Location identification items
┄┄┄┄┄┄┄┄┄┄┄┄┄┄┄┄┄┄┄┄
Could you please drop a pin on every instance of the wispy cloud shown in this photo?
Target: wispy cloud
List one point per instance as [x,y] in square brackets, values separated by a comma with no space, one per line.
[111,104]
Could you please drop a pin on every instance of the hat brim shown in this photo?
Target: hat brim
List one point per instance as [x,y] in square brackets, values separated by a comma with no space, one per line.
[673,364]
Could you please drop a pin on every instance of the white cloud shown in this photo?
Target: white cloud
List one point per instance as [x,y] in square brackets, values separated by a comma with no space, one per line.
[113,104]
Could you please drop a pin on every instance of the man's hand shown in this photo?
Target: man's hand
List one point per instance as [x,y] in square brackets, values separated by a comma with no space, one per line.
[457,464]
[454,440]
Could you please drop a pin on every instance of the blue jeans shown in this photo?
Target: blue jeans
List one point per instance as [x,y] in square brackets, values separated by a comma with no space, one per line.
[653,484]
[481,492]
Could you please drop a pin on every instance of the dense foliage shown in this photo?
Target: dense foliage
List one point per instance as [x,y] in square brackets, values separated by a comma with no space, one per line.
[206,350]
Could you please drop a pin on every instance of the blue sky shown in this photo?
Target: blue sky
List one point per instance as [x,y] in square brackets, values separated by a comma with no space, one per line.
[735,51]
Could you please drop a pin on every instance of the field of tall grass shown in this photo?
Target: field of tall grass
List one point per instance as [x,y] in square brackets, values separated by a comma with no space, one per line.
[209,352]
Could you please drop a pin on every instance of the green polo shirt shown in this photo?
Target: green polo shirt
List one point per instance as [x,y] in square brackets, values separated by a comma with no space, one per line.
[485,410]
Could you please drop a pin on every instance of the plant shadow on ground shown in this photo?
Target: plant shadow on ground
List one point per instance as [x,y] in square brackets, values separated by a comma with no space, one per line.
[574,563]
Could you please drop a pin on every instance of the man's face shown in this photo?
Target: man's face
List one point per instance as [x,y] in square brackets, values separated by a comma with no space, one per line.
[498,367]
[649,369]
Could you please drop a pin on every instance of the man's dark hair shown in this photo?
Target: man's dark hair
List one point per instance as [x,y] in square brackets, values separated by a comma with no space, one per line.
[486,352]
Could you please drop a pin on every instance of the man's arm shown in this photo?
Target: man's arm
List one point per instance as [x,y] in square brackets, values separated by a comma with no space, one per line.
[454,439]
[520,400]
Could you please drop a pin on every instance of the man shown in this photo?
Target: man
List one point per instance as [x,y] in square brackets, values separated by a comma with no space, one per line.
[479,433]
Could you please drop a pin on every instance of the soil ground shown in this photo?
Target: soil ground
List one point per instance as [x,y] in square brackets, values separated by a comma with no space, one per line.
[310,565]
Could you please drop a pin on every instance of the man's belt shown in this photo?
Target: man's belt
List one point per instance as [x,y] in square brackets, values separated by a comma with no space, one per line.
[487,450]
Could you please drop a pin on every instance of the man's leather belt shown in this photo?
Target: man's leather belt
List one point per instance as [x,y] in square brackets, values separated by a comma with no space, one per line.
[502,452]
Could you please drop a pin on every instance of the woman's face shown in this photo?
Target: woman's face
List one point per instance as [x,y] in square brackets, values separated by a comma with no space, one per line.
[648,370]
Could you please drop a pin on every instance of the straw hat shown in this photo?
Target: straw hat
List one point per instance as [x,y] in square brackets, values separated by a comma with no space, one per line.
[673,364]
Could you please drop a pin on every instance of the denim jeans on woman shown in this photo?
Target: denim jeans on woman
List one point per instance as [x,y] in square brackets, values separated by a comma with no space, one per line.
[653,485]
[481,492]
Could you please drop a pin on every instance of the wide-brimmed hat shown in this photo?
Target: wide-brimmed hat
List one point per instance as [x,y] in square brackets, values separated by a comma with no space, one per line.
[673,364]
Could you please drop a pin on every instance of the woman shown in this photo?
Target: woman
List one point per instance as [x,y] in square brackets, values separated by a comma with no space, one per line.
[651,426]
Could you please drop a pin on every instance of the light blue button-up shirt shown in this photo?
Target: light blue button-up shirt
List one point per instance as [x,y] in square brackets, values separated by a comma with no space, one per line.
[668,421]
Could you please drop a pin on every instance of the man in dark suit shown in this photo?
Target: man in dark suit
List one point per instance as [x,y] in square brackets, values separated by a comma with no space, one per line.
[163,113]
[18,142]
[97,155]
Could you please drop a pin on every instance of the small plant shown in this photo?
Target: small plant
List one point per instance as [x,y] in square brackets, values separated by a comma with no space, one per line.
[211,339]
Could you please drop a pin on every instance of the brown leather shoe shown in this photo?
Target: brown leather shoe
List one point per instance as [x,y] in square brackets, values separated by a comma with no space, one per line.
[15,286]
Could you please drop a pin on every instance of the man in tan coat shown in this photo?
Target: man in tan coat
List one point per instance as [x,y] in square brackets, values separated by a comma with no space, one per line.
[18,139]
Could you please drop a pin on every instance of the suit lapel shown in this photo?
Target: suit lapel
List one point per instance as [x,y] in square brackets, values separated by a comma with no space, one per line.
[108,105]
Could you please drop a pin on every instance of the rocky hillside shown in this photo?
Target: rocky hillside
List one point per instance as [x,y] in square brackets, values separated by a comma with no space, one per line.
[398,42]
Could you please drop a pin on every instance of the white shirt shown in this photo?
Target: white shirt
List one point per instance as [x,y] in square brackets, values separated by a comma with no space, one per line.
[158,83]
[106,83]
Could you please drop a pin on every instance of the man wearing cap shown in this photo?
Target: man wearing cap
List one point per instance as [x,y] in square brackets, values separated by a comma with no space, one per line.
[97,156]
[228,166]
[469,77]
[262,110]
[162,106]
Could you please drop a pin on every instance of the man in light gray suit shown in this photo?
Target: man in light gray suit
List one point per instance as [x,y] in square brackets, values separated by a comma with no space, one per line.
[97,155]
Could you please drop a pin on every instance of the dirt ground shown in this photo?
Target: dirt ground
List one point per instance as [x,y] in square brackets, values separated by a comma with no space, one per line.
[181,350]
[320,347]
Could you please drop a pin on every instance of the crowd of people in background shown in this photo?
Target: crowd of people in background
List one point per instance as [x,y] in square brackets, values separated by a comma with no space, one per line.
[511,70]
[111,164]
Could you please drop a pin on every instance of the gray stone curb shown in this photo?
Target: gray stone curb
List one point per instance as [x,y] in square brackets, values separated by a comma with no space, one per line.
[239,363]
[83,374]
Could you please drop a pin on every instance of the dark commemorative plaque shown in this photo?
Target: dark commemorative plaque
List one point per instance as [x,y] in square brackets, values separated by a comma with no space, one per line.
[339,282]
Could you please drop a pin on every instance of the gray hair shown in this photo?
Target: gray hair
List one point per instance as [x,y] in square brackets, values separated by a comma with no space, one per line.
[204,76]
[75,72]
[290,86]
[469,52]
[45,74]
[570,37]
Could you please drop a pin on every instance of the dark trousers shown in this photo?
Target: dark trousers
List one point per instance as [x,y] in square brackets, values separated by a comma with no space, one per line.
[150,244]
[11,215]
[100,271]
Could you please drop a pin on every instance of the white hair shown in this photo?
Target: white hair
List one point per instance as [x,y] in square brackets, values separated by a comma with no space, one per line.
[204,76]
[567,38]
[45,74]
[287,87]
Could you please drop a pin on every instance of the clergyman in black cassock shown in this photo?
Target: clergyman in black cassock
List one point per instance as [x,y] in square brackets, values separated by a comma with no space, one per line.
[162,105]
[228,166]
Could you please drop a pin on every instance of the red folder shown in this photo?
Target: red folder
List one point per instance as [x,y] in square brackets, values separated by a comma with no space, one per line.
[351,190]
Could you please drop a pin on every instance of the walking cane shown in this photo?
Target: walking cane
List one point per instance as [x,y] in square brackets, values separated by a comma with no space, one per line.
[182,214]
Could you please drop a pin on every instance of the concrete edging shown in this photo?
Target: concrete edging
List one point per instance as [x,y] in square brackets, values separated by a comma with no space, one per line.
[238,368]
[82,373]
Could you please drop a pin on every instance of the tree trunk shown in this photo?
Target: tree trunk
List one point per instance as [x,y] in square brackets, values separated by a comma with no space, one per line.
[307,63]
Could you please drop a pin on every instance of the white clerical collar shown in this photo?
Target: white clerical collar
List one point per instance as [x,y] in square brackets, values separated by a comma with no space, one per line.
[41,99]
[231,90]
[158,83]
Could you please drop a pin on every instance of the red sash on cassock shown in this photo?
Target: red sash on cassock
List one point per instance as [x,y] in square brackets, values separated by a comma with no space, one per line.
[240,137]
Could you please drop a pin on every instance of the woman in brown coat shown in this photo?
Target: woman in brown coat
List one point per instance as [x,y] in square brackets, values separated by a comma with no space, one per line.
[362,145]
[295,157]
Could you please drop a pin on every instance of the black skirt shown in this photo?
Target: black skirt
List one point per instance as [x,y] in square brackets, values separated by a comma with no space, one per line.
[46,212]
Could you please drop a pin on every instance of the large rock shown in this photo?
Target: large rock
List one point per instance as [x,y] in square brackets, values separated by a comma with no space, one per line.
┄┄┄┄┄┄┄┄┄┄┄┄┄┄┄┄┄┄┄┄
TO BE DONE. Return exactly the lines from the line bearing "brown coat shown in this photo?" to the end of the records, inclusive of both; include no other lines.

EXPECTED ANSWER.
Could you please drop a pin on every instance of the woman in brown coat shown in this photo?
Target: woman in brown coat
List one point per instance as [x,y] in square brackets, values separated by a comma with no space, one per line.
[362,145]
[295,157]
Could you please drop a pin on every instance of the black skirt shown in this photo?
Target: black skirt
List one point per instance as [x,y] in square brackets, values separated by a comma with no space, one per line.
[46,212]
Could you please drop a pin on every instance of the large rock shown in this photo?
Target: large rock
List one point per instance as [x,y] in square brackets, values separated by a comma with no space, one per line.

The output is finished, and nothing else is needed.